Photo-based referring expression data:
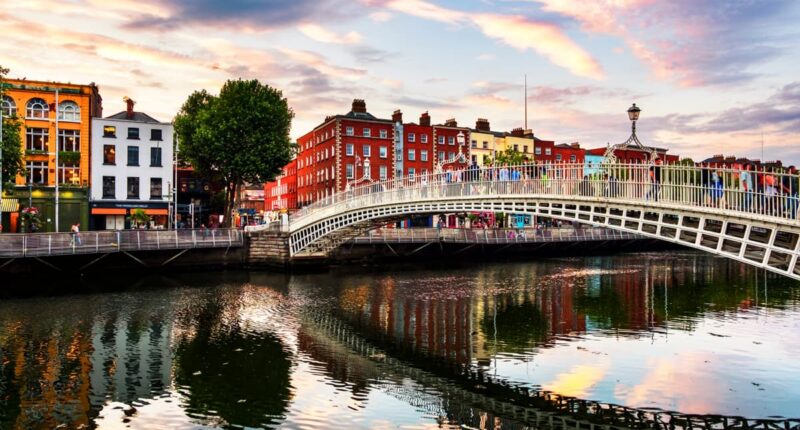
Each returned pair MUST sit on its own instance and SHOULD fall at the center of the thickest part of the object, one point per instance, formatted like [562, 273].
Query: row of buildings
[98, 169]
[347, 149]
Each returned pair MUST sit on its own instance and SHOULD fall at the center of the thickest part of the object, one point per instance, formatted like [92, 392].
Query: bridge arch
[679, 216]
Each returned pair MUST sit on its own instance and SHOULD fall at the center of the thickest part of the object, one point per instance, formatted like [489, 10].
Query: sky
[711, 77]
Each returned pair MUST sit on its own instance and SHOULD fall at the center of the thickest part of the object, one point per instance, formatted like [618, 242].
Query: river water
[481, 345]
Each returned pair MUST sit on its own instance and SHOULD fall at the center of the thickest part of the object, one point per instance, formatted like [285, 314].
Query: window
[37, 172]
[133, 155]
[109, 187]
[37, 108]
[69, 140]
[155, 189]
[69, 174]
[36, 139]
[133, 188]
[69, 111]
[155, 157]
[109, 155]
[8, 107]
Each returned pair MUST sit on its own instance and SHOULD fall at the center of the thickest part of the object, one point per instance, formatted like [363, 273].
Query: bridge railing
[492, 236]
[94, 242]
[764, 192]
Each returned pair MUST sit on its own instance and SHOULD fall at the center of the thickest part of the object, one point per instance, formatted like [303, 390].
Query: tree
[12, 161]
[240, 136]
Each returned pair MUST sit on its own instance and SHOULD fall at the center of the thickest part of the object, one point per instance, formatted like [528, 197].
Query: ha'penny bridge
[748, 216]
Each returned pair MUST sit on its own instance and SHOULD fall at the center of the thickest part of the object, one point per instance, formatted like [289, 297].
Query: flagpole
[57, 168]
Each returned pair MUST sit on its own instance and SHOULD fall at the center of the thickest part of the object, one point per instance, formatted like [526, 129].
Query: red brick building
[282, 193]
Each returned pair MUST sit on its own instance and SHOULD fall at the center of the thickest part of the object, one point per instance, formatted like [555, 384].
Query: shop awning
[108, 211]
[156, 211]
[9, 205]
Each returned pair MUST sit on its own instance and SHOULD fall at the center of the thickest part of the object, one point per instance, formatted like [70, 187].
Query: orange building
[34, 103]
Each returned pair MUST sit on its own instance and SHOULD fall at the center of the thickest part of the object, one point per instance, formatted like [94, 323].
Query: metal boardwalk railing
[99, 242]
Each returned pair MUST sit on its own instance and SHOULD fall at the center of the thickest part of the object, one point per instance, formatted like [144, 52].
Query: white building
[131, 169]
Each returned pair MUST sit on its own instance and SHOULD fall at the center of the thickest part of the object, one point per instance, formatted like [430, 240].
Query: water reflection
[429, 347]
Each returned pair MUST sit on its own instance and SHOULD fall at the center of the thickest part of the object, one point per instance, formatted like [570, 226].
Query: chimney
[129, 102]
[482, 124]
[359, 106]
[425, 119]
[528, 133]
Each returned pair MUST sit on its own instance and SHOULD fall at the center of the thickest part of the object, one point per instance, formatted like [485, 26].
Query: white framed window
[8, 107]
[69, 111]
[36, 108]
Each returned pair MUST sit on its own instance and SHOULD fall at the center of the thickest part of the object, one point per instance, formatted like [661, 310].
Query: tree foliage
[241, 135]
[12, 163]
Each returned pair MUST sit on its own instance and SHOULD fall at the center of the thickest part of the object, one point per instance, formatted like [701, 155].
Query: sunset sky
[710, 76]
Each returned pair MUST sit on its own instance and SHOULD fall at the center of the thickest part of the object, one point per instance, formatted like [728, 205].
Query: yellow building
[42, 135]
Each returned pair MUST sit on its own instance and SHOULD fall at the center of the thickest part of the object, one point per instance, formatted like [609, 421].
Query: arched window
[69, 111]
[8, 107]
[37, 108]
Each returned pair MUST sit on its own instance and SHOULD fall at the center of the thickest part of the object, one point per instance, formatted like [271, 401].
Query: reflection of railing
[493, 236]
[762, 193]
[98, 242]
[542, 409]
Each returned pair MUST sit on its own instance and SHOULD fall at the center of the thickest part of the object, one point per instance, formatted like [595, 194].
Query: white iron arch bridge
[749, 216]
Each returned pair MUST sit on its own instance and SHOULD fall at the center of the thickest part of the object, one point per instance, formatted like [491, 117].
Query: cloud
[320, 34]
[516, 31]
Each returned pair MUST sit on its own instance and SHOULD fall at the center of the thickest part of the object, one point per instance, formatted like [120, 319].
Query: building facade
[56, 120]
[132, 168]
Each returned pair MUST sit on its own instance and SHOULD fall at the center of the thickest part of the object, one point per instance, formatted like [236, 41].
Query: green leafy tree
[12, 162]
[240, 136]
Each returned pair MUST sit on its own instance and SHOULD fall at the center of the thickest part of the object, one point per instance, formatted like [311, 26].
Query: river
[668, 336]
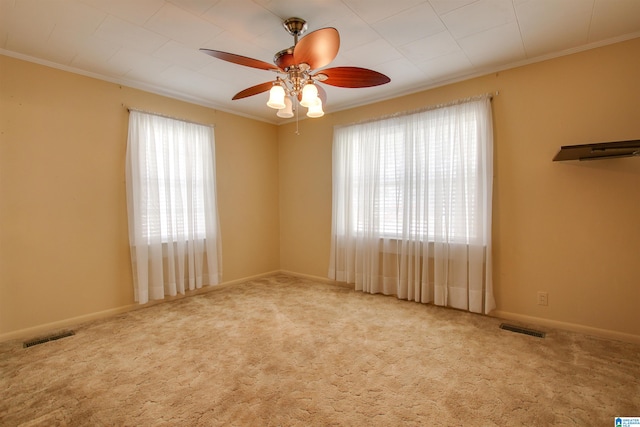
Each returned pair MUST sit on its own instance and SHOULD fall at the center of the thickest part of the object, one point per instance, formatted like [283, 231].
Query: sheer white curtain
[171, 200]
[412, 206]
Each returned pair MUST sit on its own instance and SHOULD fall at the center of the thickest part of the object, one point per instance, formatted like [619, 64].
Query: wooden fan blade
[240, 60]
[317, 48]
[352, 77]
[253, 90]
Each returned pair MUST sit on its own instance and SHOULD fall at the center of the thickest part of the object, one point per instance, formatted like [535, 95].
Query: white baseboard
[573, 327]
[47, 328]
[316, 278]
[66, 323]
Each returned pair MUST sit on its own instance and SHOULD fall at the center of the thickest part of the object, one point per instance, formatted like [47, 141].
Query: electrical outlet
[543, 298]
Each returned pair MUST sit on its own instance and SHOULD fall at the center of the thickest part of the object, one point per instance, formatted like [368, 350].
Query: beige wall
[571, 229]
[63, 222]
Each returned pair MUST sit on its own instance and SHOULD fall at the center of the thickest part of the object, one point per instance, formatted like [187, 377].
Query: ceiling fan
[299, 69]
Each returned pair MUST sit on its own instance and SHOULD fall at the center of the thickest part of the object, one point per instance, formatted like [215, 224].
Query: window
[173, 163]
[171, 201]
[412, 206]
[414, 176]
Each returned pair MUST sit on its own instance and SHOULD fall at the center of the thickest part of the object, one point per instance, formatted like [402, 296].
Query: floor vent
[521, 330]
[43, 340]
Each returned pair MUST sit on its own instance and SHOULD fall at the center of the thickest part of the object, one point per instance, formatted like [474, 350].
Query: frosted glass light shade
[315, 110]
[287, 111]
[276, 97]
[309, 95]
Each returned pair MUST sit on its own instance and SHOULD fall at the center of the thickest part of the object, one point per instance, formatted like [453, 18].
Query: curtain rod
[129, 109]
[423, 109]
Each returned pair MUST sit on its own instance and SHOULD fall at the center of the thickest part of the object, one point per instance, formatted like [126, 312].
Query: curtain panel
[411, 212]
[174, 230]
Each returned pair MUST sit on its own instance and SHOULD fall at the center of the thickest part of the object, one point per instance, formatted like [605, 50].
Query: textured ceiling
[153, 44]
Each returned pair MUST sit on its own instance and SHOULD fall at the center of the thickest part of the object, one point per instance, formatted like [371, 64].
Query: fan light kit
[298, 69]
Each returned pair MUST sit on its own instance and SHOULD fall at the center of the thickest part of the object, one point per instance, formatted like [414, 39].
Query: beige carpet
[283, 351]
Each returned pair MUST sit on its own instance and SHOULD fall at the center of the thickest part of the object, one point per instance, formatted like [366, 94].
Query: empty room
[322, 212]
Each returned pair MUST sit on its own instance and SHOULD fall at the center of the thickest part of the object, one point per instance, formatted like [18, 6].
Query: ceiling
[153, 44]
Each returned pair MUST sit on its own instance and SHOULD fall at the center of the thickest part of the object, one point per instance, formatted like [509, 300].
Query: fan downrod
[295, 26]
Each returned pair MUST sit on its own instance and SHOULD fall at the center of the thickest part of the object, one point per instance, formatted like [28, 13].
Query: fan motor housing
[284, 58]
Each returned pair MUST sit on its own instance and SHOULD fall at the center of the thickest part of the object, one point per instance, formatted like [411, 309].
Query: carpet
[285, 351]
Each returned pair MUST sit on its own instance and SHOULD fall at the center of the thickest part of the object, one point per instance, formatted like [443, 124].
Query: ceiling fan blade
[240, 60]
[253, 90]
[352, 77]
[317, 48]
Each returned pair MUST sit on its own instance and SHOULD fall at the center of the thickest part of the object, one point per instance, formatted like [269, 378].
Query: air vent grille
[521, 330]
[43, 340]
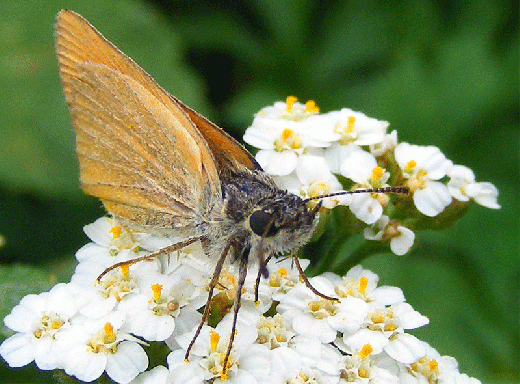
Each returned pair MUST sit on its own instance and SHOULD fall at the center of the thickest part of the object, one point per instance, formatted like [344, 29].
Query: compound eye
[259, 221]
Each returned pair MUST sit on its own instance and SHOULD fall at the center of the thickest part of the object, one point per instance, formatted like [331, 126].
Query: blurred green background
[444, 73]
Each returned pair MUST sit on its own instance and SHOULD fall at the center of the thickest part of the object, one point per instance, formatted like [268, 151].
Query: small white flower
[152, 313]
[388, 144]
[362, 284]
[384, 330]
[281, 134]
[422, 166]
[361, 367]
[90, 347]
[313, 178]
[401, 238]
[283, 276]
[348, 126]
[247, 363]
[313, 315]
[361, 167]
[39, 319]
[463, 187]
[157, 375]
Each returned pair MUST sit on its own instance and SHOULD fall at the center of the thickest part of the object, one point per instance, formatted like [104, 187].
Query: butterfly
[160, 167]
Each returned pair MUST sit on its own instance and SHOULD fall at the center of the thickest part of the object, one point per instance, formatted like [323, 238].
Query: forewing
[230, 155]
[138, 150]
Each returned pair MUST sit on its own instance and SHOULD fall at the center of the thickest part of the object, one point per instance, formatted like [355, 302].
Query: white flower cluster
[290, 335]
[306, 151]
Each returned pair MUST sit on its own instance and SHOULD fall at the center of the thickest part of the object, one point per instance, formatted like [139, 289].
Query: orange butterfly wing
[138, 149]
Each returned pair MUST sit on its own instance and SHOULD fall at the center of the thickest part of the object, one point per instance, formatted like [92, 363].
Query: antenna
[400, 190]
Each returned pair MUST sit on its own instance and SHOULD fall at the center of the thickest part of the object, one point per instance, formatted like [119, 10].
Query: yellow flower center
[288, 140]
[366, 350]
[156, 288]
[410, 165]
[377, 173]
[311, 107]
[290, 100]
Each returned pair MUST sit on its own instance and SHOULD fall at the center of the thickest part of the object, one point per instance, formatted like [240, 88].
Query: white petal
[484, 193]
[358, 166]
[366, 208]
[358, 340]
[307, 325]
[18, 350]
[387, 295]
[311, 169]
[129, 360]
[277, 163]
[402, 243]
[86, 366]
[405, 348]
[157, 375]
[98, 231]
[433, 199]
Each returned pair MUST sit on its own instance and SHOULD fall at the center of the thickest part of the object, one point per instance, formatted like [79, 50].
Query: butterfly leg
[294, 255]
[241, 280]
[153, 255]
[212, 284]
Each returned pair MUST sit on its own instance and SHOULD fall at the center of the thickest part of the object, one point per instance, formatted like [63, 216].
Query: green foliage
[442, 73]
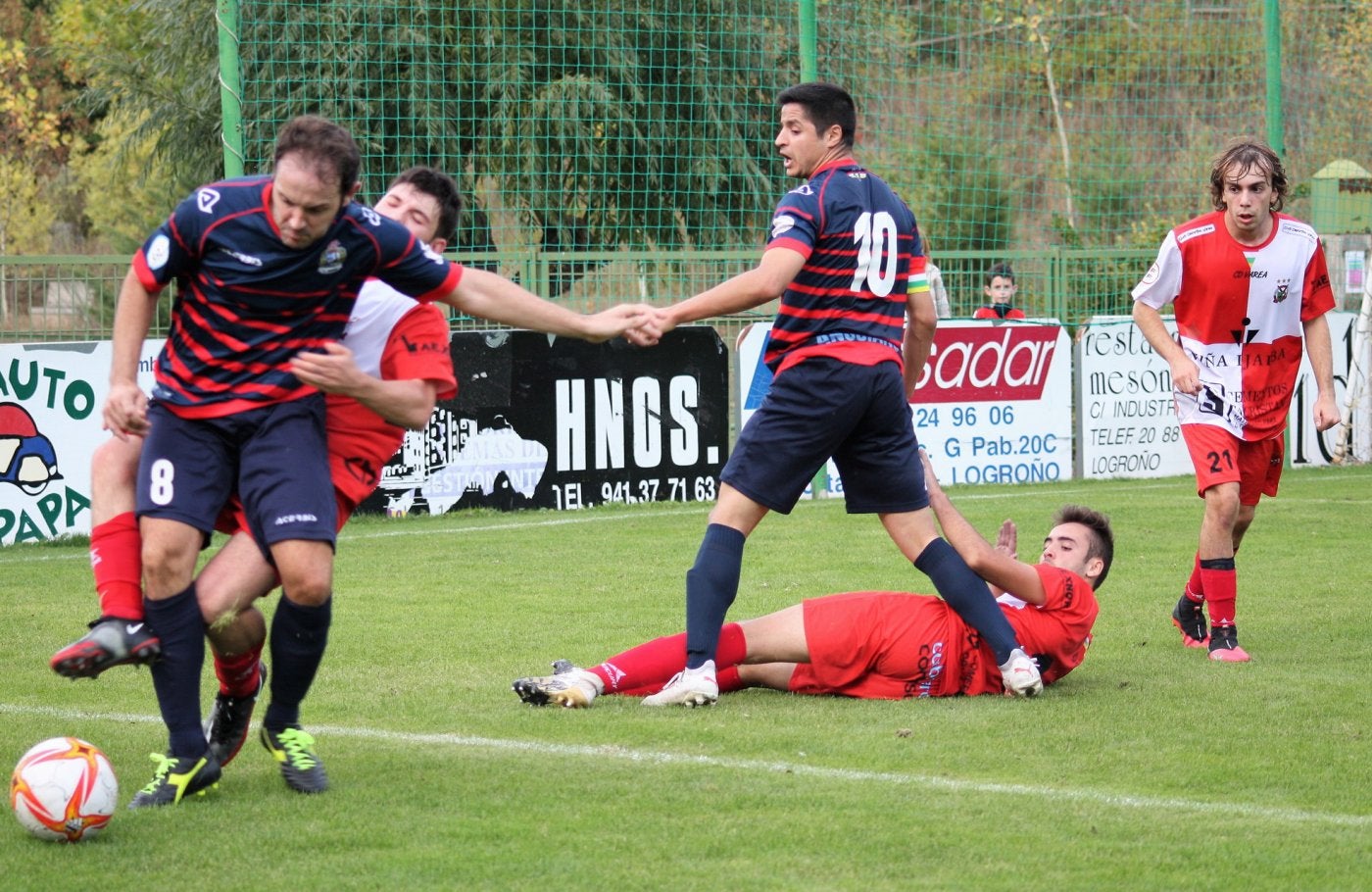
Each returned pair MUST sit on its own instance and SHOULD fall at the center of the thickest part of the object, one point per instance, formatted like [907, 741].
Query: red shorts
[880, 645]
[1221, 457]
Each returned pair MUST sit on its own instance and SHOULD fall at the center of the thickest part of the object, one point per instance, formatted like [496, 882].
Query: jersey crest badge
[332, 258]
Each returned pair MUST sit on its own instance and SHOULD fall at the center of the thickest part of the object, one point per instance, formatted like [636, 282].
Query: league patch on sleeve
[158, 251]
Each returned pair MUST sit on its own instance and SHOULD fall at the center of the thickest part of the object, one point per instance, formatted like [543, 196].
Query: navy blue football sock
[710, 587]
[175, 676]
[299, 635]
[969, 596]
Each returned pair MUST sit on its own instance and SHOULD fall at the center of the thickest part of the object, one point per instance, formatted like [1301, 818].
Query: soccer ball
[64, 789]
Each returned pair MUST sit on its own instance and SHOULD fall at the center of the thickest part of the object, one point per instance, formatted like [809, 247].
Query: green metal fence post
[808, 41]
[230, 85]
[1272, 37]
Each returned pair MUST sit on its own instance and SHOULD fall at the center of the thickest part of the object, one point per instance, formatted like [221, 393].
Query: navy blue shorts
[825, 408]
[274, 457]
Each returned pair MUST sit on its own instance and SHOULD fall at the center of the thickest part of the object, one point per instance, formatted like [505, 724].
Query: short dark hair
[442, 189]
[826, 105]
[322, 144]
[1248, 155]
[1102, 537]
[1001, 270]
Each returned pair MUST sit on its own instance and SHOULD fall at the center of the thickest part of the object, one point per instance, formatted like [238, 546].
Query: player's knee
[308, 592]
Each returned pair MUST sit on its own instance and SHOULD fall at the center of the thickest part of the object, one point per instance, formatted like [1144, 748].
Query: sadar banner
[565, 424]
[994, 404]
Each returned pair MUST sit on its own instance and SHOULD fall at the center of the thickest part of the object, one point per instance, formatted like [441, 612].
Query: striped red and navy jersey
[860, 246]
[246, 302]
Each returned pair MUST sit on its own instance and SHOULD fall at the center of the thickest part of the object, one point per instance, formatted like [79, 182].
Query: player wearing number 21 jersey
[844, 258]
[1249, 287]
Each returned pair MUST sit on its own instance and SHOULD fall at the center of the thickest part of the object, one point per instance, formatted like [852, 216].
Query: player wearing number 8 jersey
[846, 260]
[1246, 283]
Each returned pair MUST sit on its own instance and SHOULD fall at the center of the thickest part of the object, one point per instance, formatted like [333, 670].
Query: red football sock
[645, 669]
[117, 563]
[1221, 589]
[1196, 586]
[237, 674]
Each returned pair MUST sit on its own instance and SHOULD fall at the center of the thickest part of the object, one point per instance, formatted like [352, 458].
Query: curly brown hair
[1246, 155]
[1102, 537]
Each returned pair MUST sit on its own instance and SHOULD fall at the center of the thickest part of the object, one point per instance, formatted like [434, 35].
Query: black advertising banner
[544, 421]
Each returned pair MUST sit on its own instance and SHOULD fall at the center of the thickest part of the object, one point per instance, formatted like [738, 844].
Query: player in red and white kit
[1246, 283]
[384, 376]
[887, 645]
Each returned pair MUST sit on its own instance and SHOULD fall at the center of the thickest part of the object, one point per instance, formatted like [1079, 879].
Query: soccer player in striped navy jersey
[265, 268]
[1249, 285]
[846, 260]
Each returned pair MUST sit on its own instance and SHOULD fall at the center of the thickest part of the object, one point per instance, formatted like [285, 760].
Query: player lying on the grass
[387, 373]
[887, 645]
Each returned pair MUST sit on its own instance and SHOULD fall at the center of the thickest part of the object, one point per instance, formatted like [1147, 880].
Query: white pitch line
[1227, 809]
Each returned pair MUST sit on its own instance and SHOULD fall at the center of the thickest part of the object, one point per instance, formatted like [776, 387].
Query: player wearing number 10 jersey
[846, 260]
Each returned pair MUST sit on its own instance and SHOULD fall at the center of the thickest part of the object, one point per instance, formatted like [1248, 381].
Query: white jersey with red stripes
[1241, 313]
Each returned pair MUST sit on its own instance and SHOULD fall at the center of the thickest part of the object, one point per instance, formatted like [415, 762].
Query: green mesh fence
[616, 150]
[611, 150]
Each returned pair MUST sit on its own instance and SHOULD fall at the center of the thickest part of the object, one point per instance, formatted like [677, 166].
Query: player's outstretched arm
[919, 338]
[1001, 570]
[486, 295]
[1186, 376]
[758, 285]
[408, 402]
[126, 407]
[1320, 352]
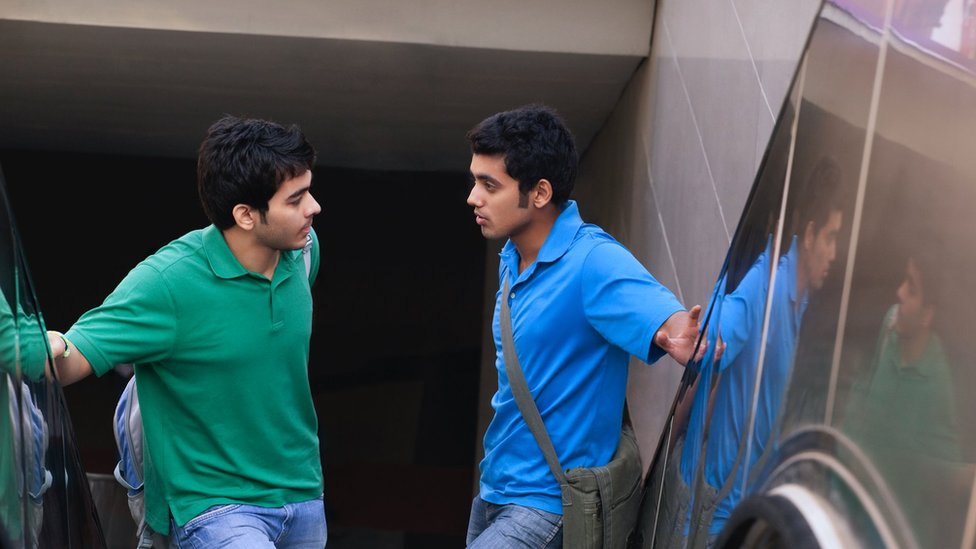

Exercise details:
Your task is to reproduce the entries above word for word, from the first line through the line with "like [285, 314].", and please leave out any pictures.

Solution to this problem:
Each returned pair MUST sit on its own instance and SHOULD fall at the center of the thickest part of the object, one point per instance, formatted like [562, 273].
Query: row of buildings
[98, 169]
[347, 149]
Each returned pair MUST sit on its own instance and SHOULD fall at the center of the thickest part of the object, one point per instance, formatted like [92, 392].
Query: bridge arch
[679, 216]
Each returned pair MUST sit on its own instance and SHOULD fall at the center of the thickest part of the object, one point per instance, formatted like [489, 10].
Query: sky
[711, 77]
Each returned pair MUST sit on its own instance and SHOULD fall at the center of the thickest part of the object, one point per instance, formatted like [618, 242].
Query: river water
[481, 345]
Each returned pair MUST sit on its own instance and SHOULD fall at the center of the thickest part of the object, one point per instance, formatted like [285, 314].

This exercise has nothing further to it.